SET PROBLEM
Return, verbatim, the part of the listing that opens with the line containing "the white teeth" and closes with the last line of the listing, both ends included.

RAW DATA
========================================

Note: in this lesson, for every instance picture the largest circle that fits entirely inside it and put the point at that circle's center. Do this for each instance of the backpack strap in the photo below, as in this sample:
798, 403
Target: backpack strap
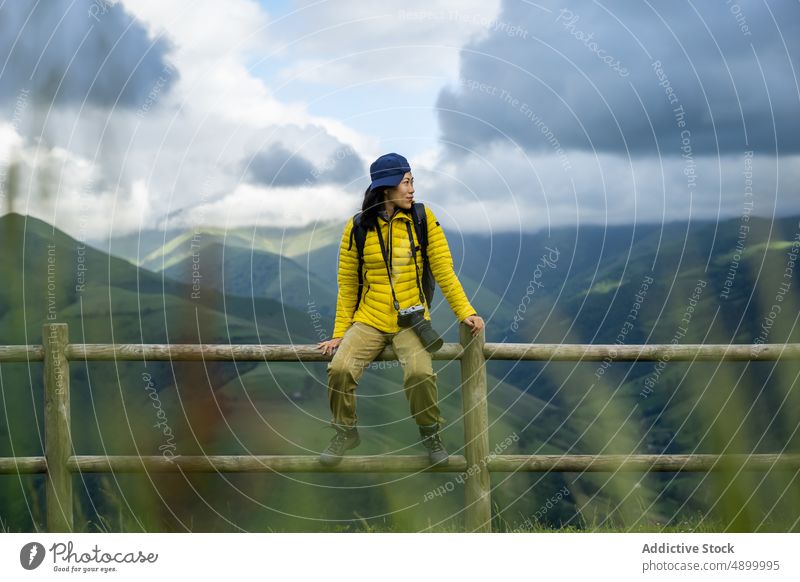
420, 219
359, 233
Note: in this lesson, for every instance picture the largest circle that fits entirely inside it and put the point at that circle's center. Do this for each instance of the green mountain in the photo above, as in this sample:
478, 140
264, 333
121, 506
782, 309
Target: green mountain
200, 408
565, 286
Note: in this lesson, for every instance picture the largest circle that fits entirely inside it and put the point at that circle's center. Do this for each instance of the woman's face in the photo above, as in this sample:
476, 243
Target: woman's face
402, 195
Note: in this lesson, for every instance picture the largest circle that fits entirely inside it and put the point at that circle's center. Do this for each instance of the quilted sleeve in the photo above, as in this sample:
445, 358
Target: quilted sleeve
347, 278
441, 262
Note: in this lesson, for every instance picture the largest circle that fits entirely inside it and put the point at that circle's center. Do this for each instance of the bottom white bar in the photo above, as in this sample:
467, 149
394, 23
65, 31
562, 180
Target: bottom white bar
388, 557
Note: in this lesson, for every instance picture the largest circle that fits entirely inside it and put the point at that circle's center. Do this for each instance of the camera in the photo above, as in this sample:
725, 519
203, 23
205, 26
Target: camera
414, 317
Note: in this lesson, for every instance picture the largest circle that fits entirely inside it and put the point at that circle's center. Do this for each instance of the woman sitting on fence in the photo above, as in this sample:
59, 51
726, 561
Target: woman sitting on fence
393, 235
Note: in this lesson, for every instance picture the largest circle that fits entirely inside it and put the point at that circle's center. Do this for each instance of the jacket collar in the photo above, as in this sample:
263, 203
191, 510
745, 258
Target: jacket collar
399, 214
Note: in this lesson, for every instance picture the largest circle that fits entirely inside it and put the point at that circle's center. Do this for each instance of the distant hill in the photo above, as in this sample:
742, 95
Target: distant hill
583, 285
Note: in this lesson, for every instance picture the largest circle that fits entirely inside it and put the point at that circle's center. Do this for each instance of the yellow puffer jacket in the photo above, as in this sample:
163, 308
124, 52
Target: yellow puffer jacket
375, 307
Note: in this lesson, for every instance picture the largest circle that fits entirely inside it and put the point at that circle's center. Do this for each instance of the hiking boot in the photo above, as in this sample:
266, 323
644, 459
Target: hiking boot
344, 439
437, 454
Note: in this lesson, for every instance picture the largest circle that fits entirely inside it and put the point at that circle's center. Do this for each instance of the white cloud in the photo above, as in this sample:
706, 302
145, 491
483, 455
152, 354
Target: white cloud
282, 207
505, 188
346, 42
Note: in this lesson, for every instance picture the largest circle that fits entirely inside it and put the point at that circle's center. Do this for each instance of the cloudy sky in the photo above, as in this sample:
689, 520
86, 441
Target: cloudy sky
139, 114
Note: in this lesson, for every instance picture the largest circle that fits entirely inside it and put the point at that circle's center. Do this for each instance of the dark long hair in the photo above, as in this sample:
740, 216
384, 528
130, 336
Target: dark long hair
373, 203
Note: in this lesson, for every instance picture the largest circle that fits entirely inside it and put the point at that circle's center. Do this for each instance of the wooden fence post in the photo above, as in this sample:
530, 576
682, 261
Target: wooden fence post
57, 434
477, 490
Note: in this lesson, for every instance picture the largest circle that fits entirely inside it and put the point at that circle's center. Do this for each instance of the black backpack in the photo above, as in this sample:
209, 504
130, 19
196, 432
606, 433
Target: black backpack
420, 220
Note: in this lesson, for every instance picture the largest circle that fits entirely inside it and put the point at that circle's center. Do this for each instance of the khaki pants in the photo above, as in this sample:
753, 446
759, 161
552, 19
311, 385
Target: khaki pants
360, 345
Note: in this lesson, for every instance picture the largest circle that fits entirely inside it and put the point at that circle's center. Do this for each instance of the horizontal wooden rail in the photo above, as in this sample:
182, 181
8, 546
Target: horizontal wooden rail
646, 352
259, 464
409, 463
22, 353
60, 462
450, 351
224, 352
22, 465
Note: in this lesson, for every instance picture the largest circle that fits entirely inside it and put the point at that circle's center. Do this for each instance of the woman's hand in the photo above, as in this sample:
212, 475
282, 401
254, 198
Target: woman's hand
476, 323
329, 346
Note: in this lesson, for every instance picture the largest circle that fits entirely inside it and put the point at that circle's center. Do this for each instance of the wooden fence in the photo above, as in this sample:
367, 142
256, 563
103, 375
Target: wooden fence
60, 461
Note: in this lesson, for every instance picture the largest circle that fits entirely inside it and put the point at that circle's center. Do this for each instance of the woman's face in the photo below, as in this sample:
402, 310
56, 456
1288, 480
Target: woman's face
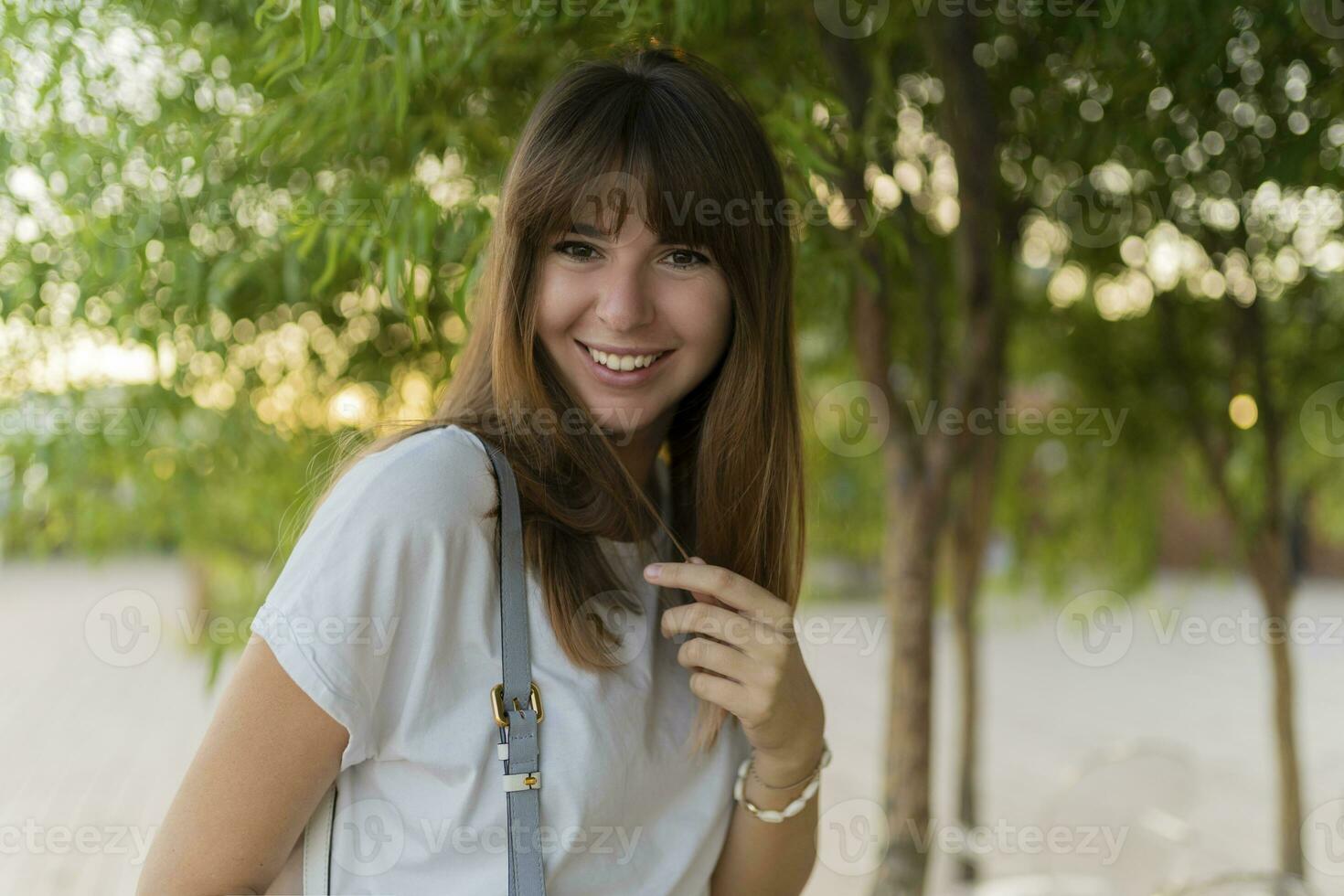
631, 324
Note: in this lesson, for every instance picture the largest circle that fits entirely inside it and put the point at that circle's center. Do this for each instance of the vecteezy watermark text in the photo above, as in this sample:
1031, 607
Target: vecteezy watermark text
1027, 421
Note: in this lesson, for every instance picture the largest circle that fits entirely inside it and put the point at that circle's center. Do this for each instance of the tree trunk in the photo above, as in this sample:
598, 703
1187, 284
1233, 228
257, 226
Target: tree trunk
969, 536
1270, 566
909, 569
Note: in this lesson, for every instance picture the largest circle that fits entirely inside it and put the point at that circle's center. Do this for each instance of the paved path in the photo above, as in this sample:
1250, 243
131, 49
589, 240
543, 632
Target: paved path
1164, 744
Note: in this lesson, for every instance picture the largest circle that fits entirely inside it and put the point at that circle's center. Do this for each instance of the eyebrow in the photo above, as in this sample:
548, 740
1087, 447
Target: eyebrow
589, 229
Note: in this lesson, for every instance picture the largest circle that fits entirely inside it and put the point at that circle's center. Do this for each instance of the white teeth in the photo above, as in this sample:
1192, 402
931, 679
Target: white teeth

========================================

FINISHED ANSWER
Note: in this lesson, for every instance picture the largest circle that fits entirely inside it and put the point at that circle's center. Do this for each instance of the white teeth in the photo above, as in this sample:
1192, 402
931, 679
Target: white teeth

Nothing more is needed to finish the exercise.